-- start of Available data --
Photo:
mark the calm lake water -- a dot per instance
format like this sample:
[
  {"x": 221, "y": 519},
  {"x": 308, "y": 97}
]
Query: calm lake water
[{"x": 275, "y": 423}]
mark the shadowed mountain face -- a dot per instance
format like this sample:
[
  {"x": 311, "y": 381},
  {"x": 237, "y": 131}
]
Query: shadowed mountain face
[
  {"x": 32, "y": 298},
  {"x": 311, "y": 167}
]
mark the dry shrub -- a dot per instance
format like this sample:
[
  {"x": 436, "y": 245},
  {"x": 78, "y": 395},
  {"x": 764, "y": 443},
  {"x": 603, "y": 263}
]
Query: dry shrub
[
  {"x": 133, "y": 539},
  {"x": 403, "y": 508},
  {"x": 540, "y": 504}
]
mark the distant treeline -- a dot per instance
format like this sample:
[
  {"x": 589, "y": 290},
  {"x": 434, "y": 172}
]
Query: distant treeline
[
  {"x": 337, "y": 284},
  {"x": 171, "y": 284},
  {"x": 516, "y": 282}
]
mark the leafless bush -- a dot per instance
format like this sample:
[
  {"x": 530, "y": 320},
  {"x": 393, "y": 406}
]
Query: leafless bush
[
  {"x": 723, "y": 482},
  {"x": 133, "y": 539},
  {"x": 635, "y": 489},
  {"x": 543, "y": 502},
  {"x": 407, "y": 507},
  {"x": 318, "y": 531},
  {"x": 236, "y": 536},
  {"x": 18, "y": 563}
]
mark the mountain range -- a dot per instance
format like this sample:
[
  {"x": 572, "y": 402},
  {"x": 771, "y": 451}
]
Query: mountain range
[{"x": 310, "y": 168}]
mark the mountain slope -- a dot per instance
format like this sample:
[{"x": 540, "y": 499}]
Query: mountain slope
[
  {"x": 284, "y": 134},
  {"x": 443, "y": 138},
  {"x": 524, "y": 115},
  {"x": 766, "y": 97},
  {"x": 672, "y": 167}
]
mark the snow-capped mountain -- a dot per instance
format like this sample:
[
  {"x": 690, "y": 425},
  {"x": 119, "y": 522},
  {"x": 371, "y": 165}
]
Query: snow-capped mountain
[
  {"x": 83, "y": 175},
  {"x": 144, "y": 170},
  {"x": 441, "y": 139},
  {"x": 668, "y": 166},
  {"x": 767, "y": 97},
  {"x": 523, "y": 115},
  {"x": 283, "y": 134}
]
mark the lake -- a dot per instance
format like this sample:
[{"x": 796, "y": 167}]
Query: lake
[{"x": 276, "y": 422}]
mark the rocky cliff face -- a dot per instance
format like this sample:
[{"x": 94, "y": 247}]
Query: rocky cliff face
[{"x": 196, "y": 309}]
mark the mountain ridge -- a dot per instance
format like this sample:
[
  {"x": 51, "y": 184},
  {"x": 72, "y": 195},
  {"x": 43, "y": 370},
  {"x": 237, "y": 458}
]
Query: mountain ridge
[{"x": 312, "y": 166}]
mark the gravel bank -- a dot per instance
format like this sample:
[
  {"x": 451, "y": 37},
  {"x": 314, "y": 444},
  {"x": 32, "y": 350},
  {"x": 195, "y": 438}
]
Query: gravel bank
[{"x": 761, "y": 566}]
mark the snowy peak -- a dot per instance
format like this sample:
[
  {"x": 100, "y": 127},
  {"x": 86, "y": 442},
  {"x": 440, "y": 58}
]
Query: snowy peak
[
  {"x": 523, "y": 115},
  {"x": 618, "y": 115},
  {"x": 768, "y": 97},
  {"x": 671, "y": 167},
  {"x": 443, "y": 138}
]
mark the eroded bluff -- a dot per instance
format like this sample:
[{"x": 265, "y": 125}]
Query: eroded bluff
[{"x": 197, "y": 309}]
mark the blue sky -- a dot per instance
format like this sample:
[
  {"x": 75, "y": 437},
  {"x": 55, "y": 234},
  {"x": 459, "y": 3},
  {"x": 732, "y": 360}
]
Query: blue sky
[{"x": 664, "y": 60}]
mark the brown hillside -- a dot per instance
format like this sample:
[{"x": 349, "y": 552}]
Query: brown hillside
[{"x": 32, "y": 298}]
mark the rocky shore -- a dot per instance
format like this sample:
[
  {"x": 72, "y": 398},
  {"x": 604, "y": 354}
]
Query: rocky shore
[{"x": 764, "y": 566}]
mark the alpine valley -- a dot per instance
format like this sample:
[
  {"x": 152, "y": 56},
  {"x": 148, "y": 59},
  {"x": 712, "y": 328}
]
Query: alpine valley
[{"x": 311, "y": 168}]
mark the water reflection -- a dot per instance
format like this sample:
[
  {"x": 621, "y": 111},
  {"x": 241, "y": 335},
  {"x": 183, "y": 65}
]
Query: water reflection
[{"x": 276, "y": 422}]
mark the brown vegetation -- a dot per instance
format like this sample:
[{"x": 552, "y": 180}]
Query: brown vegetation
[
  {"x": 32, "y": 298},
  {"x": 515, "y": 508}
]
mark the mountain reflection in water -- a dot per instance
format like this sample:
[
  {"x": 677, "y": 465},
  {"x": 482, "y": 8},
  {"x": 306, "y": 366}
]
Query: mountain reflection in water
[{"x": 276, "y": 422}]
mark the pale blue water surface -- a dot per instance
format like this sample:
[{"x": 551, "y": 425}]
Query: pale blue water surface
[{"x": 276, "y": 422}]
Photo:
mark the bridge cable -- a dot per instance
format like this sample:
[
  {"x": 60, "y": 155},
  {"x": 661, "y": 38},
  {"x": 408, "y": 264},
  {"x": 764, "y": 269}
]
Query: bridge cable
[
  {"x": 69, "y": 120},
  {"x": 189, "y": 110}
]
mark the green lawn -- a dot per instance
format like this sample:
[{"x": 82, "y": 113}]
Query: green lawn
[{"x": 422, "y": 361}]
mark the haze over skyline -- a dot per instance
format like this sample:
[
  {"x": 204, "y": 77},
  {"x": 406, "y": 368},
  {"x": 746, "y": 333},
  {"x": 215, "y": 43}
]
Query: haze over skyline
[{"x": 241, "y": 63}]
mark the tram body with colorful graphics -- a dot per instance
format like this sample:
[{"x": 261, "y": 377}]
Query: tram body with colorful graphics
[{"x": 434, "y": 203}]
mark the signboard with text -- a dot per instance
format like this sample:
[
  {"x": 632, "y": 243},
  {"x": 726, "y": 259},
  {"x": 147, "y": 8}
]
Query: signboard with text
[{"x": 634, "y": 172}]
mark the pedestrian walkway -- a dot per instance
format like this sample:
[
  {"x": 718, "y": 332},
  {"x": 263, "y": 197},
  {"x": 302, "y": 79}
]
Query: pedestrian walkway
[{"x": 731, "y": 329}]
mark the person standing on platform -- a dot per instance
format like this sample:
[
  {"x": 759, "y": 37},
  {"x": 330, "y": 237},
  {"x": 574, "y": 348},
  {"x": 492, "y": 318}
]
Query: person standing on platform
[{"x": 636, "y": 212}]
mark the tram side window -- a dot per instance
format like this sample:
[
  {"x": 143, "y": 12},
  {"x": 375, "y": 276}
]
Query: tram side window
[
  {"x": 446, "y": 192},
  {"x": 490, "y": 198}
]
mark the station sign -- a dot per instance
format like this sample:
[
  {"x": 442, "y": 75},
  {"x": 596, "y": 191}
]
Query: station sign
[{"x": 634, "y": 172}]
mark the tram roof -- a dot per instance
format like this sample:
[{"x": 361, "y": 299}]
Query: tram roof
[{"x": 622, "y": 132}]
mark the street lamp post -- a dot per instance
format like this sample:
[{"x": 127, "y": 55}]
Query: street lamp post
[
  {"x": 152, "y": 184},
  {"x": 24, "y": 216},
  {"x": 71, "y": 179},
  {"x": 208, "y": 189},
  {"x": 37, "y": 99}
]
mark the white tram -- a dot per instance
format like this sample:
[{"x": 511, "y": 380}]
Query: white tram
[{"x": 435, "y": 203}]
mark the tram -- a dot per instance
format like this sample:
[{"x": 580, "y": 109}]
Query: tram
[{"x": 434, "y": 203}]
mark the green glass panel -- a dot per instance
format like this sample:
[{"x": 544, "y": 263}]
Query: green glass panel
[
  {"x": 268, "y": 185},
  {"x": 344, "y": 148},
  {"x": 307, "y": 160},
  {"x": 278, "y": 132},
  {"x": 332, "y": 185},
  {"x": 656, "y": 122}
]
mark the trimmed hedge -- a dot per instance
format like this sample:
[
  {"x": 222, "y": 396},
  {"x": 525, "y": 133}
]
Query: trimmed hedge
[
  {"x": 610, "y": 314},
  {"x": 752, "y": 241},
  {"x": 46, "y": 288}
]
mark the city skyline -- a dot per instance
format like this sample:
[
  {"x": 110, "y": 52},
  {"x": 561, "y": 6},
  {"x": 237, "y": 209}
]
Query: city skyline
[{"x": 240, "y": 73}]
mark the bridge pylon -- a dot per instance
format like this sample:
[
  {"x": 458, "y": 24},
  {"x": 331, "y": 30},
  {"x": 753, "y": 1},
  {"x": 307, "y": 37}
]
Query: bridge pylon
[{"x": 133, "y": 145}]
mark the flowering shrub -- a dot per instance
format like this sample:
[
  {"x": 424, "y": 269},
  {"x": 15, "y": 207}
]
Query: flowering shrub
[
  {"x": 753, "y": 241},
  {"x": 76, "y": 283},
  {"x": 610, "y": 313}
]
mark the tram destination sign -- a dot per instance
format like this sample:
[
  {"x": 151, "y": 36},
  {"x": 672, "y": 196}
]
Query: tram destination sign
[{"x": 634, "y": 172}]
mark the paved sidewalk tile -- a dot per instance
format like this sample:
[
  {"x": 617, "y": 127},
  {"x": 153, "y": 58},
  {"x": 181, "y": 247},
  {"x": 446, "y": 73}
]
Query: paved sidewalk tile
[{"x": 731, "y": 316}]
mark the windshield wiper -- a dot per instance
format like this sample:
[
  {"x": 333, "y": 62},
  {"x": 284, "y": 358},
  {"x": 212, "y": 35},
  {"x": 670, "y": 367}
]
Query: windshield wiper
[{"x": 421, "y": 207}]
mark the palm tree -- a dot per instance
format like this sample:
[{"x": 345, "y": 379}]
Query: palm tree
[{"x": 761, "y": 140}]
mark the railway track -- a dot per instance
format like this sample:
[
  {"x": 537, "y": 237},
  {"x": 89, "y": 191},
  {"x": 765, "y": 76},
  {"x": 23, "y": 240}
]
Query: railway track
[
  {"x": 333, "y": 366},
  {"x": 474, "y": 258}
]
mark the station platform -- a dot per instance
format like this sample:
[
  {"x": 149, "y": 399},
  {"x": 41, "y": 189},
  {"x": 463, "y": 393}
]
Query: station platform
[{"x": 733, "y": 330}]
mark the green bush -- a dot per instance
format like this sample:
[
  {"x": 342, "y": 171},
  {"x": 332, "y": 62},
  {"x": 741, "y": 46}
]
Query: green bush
-- end of Available data --
Update the records above, beginning at the line containing "mark the paved" and continuing through the end of the records, by replacing every "a dot per instance" with "one dot for each instance". Return only those lines, with everything else unchanged.

The result:
mark the paved sidewalk tile -- one dot for each instance
format like this sample:
[
  {"x": 617, "y": 127},
  {"x": 153, "y": 58},
  {"x": 181, "y": 247},
  {"x": 446, "y": 73}
]
Query: paved sidewalk tile
[{"x": 731, "y": 316}]
mark the windshield wiper -- one dot for each instance
format like this sample:
[
  {"x": 333, "y": 62},
  {"x": 284, "y": 358},
  {"x": 212, "y": 35},
  {"x": 670, "y": 367}
]
Query: windshield wiper
[{"x": 421, "y": 207}]
mark the palm tree -- one dot for each instance
format like this sample:
[{"x": 345, "y": 379}]
Query: palm tree
[{"x": 761, "y": 140}]
mark the railway track -- one dot for each instance
format like this sample:
[
  {"x": 537, "y": 237},
  {"x": 89, "y": 191},
  {"x": 765, "y": 76},
  {"x": 23, "y": 240}
]
Query: railway track
[
  {"x": 333, "y": 366},
  {"x": 474, "y": 258}
]
mark the station platform -- one dot for each instance
format like this sample:
[
  {"x": 149, "y": 399},
  {"x": 41, "y": 189},
  {"x": 463, "y": 393}
]
Query: station platform
[{"x": 733, "y": 330}]
mark the green bush -- one dot for each instance
format like this sample:
[
  {"x": 342, "y": 171},
  {"x": 332, "y": 62},
  {"x": 741, "y": 46}
]
Query: green bush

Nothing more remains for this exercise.